David Serero:Thank you. I can't wait. I really can't wait.
Adrian McIntyre:Now, running the gamut here, Shakespeare, Mozart, of course many, many others ...
David Serero:They were Jewish, you know?
Adrian McIntyre:Right. Right. Actually, it's funny. When I lived for many, many years in the Middle East, Arab friends would tell me that Shakespeare was an Arab because truly his name was Sheikh Zubayr.
David Serero:That's funny. That's very funny. Jewish mothers, they ... I don't know, back in Morocco, back in France ... they always when there is someone great, they always try to find the Jewish connection, right? They always go, "Oh. Shakespeare. His real name was Shakespirovich, and he changed ..." [laughter] Did they do that also with you guys?
Rabbi Michael Beyo:Yeah.
David Serero:"I think he's Jewish. I think his father is ... his uncle ... his grandfather ..."
Rabbi Michael Beyo:You know what's interesting is why do we do that? Also, growing up in Italy, I remember sitting in as a kid, as a teenager, sitting in a movie theater and waiting to see all the names of the actors, and to take pride in the fact that I would recognize a Jewish-sounding last name.
David Serero:I know. I know. Not that he goes sometimes from in the old days, that is. They were changing the names. Even Marilyn Monroe, her name is Norma Jean Baker.
Rabbi Michael Beyo:Right.
David Serero:We were putting names a little bit, and also they didn't want to be seen as a Jew boy, you know? So they wanted to be seen more internationally and get, but if your name ... I mean, David Serero, so far I'm okay, but if I was born Abraham Moshe Baroninsovich, maybe I could have had some thoughts.
Adrian McIntyre:Rabbi, you've got some interesting thoughts here you want to provoke us with. One of the things I like about this show and the privileged I have of being a co-host here is that Rabbi Beyo is committed to conversations that as we're already doing are unexpected, things that you would not necessarily think when you think of a conversation with the Rabbi, but here, David, with your appearance on the show, we really have an interesting entrée into a really rich discussion because some of the characters that you have played, Shylock of course in the Merchant of Venice among many others I'd be interested to hear about, are widely known for the fact that their portrayal of Jewish figures is not positive, and I think this is something the Rabbi wants to discuss a little bit. Why don't you kick us off with this, Michael. Tell a little bit about what you want to explore here.

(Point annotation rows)
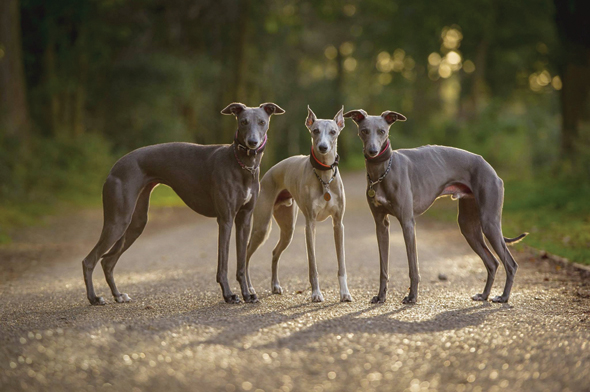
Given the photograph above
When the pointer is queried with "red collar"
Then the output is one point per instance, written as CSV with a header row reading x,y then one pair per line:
x,y
322,166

_Given instruction_.
In the conversation transcript, what does David Serero give as Marilyn Monroe's name? None of the rows are needed.

_Exercise output_.
Norma Jean Baker